**TEXT SHOWN**
Menu
Amazon CloudWatch
User Guide

Amazon CloudWatch Concepts

The terminology and concepts that are central to your understanding and use of Amazon CloudWatch are described below.

Metrics

A metric is the fundamental concept in CloudWatch. It represents a time-ordered set of data points that are published to CloudWatch. These data points can be either your custom metrics or metrics from other services in AWS. You can retrieve statistics about those data points as an ordered set of time-series data. Metrics exist only in the region in which they are created. Metrics cannot be deleted, but they automatically expire in 14 days if no new data is published to them.

Think of a metric as a variable to monitor, and the data points represent the values of that variable over time. For example, the CPU usage of a particular Amazon EC2 instance is one metric, and the latency of an Elastic Load Balancing load balancer is another.

**EXTRACTED INFORMATION**

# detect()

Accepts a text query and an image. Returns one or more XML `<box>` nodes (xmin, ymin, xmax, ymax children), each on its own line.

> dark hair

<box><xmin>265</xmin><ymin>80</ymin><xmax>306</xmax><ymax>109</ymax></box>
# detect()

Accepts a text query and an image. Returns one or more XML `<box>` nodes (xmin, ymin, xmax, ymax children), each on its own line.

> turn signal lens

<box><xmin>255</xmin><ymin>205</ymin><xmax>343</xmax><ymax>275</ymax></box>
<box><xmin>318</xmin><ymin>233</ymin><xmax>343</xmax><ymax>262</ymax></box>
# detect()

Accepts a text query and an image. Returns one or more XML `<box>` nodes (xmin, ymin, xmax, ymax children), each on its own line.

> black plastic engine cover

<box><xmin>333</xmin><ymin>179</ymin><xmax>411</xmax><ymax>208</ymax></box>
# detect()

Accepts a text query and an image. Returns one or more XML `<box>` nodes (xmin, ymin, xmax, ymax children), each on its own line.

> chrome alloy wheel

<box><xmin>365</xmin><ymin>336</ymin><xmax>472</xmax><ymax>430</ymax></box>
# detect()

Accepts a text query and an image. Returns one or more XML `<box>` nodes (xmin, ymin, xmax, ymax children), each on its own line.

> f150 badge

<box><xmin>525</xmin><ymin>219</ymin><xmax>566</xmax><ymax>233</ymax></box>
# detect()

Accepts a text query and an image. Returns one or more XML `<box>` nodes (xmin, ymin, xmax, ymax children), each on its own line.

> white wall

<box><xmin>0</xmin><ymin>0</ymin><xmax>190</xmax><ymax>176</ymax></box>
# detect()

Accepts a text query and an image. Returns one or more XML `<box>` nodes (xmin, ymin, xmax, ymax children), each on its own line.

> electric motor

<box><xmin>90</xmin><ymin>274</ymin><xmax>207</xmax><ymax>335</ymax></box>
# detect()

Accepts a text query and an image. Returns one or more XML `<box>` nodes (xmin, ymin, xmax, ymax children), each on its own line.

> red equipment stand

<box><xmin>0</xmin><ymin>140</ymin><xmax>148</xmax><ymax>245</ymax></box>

**PROBLEM DESCRIPTION**
Can you extend the CloudWatch concepts text, starting right after its final sentence? The records come from a separate source.

**FINAL ANSWER**
The data points themselves can come from any application or business activity from which you collect data, not just Amazon Web Services products and applications. For example, a metric might be the CPU usage of a particular Amazon EC2 instance or the temperature in a refrigeration facility.

Metrics are uniquely defined by a name, a namespace, and one or more dimensions. Each data point has a time stamp, and (optionally) a unit of measure. When you request statistics, the returned data stream is identified by namespace, metric name, dimension, and (optionally) the unit.

You can use the PutMetricData API action (or the aws cloudwatch put-metric-data command) to create a custom metric and publish data points for it. You can add the data points in any order, and at any rate you choose. For more information, see Publish Custom Metrics.

CloudWatch stores your metric data for two weeks. You can publish metric data from multiple sources, such as incoming network traffic from dozens of different Amazon EC2 instances, or requested page views from several different web applications. You can request statistics on metric data points that occur within a specified time window.

Namespaces

CloudWatch namespaces are containers for metrics. Metrics in different namespaces are isolated from each other, so that metrics from different applications are not mistakenly aggregated into the same statistics.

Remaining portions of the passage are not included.